◆ **REQUIREMENTS**
Could you quote every one of the records below verbatim, leaving out the picture?

------------------------------------------------------------------------

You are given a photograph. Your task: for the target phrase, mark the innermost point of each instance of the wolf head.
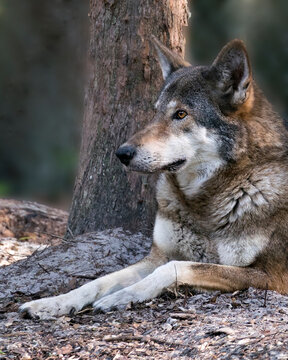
(195, 124)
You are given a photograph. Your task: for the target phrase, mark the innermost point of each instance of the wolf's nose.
(125, 154)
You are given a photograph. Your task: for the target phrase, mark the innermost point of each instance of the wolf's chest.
(179, 241)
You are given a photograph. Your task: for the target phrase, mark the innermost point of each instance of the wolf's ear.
(232, 73)
(168, 60)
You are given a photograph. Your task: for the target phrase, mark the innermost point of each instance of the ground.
(183, 324)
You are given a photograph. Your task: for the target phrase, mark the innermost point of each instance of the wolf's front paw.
(47, 308)
(115, 301)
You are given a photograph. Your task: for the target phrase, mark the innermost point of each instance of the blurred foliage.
(42, 54)
(262, 24)
(42, 61)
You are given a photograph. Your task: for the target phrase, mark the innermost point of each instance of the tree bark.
(124, 79)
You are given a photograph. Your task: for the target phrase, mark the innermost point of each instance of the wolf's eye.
(180, 115)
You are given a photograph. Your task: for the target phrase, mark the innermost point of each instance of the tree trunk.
(124, 79)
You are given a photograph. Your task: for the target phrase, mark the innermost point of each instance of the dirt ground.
(183, 324)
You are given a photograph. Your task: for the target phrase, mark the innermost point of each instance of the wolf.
(222, 193)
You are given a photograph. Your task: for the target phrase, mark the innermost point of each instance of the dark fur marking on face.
(206, 114)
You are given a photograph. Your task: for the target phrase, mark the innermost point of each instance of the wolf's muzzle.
(126, 153)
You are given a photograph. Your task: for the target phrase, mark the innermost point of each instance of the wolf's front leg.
(75, 300)
(175, 273)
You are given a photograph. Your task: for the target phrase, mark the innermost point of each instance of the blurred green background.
(43, 46)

------------------------------------------------------------------------

◆ **RESPONSE TO THE EXERCISE**
You are given a photograph. Your task: for the target phrase, mark the innermost point of each instance of the wolf head.
(195, 124)
You are given a photograph. Your task: for the target phrase, mark the innermost point of each instance of the wolf's nose.
(125, 154)
You are given a photograph. Your task: for the target phrase, mark the innermost point of each instance of the wolf's chest.
(179, 241)
You are given a photograph. Your task: for the target phrase, mark the innermost point of each instance of the wolf's ear.
(232, 73)
(168, 60)
You are given a photograph. Your task: for the target phrase, mark the innermost point of each instance of the ground.
(183, 324)
You are given a photograph. Your task: for the target phrase, mark the innermost point of each instance of the wolf's front paw.
(47, 308)
(115, 301)
You are given a photograph. Your task: for the target phrase, mark the innermost point of each instance of the blurred foliage.
(42, 54)
(262, 24)
(42, 61)
You are given a photograph. Your task: for the target phrase, mark the innermost point of each instance of the tree bark.
(124, 79)
You are given a photograph. Your task: for the target phrase, mark the innermost point of each instance of the wolf's eye.
(180, 115)
You are given a photograph. Your task: for the target phrase, mark the innermost point of each instance of the tree trunk.
(124, 79)
You are given a photograph. Your task: for the target phrase, mark the innermost point of each instance of the dirt ground.
(183, 324)
You are given a photograph. Your task: for the target phrase, mark the innermost point of each instance of the wolf.
(222, 193)
You are given a photograph. Your task: for the target phrase, mark the innermost point of each instance of the dark fur marking on face.
(206, 114)
You are given a photograph. Your task: for the target phrase, mark the innermost point of each instance of the wolf's muzzle.
(126, 153)
You are given a photograph. Your task: for the target phrase, mark the innermost point of each instance of the wolf's front leg.
(75, 300)
(175, 273)
You are given a photograph. Your task: for the target phrase, mark the innermost point of each instance of the blurred green background.
(43, 46)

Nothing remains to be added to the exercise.